[TASK STATEMENT]
Find "of the hillside" and "of the distant" in the records below. Copy the lines holding them and every line between, exactly, and no others.

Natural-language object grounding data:
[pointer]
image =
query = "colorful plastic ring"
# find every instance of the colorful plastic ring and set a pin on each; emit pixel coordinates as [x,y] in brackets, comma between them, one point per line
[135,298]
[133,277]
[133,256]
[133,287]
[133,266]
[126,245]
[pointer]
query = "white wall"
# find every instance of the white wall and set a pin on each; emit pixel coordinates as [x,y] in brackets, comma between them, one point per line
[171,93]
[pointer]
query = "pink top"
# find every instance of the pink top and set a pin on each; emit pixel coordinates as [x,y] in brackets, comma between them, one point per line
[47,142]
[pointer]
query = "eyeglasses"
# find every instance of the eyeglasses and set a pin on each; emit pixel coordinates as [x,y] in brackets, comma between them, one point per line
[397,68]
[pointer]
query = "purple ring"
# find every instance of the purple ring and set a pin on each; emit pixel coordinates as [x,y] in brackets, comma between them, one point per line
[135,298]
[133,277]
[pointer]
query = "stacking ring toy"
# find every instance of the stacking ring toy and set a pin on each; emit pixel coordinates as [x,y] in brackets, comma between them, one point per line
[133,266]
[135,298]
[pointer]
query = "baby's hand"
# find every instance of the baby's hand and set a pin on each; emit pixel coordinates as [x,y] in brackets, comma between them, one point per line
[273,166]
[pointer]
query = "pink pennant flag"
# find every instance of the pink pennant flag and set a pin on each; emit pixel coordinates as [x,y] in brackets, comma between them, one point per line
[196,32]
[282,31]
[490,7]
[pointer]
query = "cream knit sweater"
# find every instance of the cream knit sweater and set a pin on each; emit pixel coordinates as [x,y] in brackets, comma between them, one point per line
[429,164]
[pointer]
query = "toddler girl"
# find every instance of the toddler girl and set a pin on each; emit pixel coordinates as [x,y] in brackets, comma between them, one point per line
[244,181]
...
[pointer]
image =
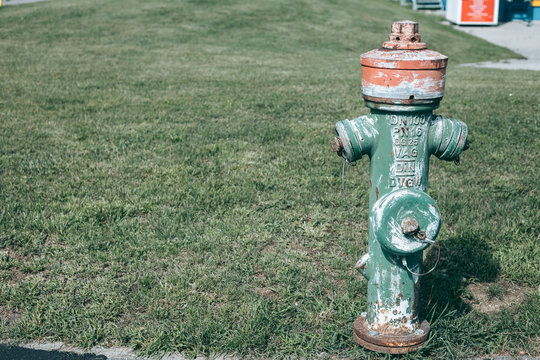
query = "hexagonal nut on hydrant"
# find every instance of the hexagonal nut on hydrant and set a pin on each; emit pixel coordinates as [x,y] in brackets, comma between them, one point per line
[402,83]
---
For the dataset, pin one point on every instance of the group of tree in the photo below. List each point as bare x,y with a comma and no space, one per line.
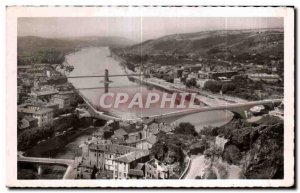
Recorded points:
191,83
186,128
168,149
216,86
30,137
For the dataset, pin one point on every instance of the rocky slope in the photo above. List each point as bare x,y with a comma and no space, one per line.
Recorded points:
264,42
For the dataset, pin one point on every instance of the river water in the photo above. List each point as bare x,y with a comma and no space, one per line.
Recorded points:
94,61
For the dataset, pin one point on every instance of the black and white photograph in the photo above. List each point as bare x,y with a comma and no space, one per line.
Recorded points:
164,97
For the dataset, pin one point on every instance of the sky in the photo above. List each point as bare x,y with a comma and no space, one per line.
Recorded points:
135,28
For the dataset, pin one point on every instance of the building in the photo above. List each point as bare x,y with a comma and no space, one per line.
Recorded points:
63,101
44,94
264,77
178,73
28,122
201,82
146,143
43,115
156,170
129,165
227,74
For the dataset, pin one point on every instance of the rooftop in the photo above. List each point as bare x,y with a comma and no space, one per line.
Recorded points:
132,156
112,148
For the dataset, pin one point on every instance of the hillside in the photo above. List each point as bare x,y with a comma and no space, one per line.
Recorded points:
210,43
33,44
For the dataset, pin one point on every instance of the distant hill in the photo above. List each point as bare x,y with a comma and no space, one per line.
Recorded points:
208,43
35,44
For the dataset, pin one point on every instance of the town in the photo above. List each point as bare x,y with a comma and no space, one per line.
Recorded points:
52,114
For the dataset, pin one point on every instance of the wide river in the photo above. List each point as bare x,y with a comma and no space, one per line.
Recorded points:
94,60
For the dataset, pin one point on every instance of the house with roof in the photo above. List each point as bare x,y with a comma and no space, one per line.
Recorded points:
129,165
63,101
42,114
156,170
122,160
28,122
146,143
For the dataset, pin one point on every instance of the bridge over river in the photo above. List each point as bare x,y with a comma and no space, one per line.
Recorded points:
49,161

[ANSWER SPACE]
For the dataset, pin one point on every instance of the hillside in the photo above. List each point as bare x,y with a comma and no space, one per line.
Recorded points:
210,43
33,44
For the dataset, pin one point on every instance of the distant hill in the photo above. List each point as bare x,y with a comma and no space, one per line.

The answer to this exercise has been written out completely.